WHAT THE TASK ASKS:
Set down exactly, and only, the lines from the one with "FIND backpack shoulder strap" to the final line of the entries, both included.

A run of records
------------------------------------------------------------------------
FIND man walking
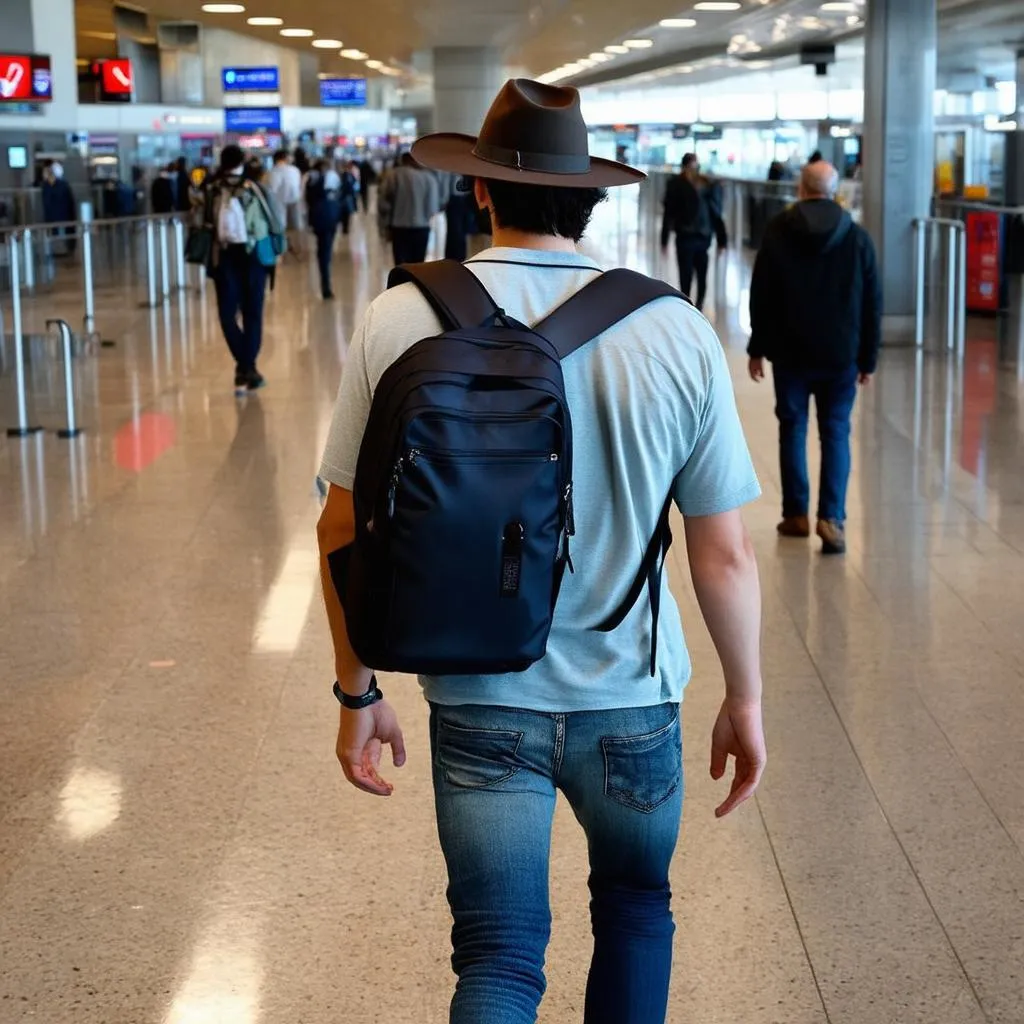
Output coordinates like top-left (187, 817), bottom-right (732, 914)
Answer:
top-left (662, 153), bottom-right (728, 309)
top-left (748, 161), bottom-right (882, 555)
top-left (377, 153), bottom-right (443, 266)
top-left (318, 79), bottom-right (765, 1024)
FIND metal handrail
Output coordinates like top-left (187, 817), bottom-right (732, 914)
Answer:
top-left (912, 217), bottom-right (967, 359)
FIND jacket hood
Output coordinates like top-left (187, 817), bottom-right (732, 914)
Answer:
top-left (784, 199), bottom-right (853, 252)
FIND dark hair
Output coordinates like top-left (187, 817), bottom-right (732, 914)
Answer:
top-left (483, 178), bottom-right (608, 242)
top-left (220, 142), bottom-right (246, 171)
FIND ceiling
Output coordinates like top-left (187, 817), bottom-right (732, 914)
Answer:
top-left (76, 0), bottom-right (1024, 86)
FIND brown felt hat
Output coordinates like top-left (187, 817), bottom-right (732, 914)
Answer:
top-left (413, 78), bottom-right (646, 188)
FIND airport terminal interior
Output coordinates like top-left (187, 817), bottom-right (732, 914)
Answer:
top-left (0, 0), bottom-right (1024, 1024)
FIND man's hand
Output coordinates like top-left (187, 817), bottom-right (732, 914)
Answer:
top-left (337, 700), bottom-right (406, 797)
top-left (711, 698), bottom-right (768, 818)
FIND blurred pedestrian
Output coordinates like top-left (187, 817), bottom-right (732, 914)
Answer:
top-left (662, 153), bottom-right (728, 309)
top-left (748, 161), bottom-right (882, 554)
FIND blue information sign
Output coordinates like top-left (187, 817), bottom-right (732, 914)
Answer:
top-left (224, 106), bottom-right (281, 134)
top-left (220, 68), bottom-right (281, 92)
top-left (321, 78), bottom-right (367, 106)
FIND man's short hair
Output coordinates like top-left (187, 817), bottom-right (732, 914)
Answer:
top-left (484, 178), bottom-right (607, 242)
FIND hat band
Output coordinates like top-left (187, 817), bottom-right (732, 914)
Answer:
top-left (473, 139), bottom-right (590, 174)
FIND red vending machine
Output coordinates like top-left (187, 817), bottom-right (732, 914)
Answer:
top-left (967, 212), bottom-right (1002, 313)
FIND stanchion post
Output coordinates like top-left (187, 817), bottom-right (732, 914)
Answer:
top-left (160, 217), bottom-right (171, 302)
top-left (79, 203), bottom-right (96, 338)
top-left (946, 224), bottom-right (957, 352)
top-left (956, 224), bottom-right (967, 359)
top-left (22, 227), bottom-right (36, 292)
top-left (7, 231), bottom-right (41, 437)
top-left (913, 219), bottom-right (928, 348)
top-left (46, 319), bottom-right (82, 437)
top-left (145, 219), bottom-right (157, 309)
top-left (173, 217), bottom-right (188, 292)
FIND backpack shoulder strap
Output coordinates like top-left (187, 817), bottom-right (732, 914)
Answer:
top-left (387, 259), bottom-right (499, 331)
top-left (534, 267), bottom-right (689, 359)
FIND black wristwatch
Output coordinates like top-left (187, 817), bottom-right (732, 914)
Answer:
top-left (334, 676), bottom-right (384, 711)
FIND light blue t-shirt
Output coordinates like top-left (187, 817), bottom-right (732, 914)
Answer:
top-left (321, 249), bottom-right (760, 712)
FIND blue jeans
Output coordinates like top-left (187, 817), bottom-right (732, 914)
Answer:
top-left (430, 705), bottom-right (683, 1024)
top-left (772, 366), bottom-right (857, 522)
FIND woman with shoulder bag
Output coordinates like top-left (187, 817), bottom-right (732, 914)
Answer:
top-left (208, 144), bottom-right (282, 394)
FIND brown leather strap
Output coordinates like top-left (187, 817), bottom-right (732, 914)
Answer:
------------------------------------------------------------------------
ANSWER TO THE PROBLEM:
FIND backpack shoulder strap
Output coordinates like top-left (187, 817), bottom-right (732, 914)
Answer:
top-left (387, 259), bottom-right (499, 331)
top-left (534, 267), bottom-right (689, 359)
FIND black wristwatch
Output coordinates like top-left (187, 817), bottom-right (732, 914)
Answer:
top-left (334, 676), bottom-right (384, 711)
FIND light blue t-shirt
Output coordinates like top-left (187, 817), bottom-right (732, 914)
Answer:
top-left (321, 249), bottom-right (760, 712)
FIND blue jeans
Output coordinates like top-left (187, 817), bottom-right (732, 914)
Answer:
top-left (430, 705), bottom-right (683, 1024)
top-left (772, 366), bottom-right (857, 522)
FIND woman with shoulder bag
Output coordinates like top-left (187, 817), bottom-right (732, 914)
Answer:
top-left (208, 144), bottom-right (282, 394)
FIND brown leather strap
Output coordinates like top-left (187, 817), bottom-right (732, 914)
Answer:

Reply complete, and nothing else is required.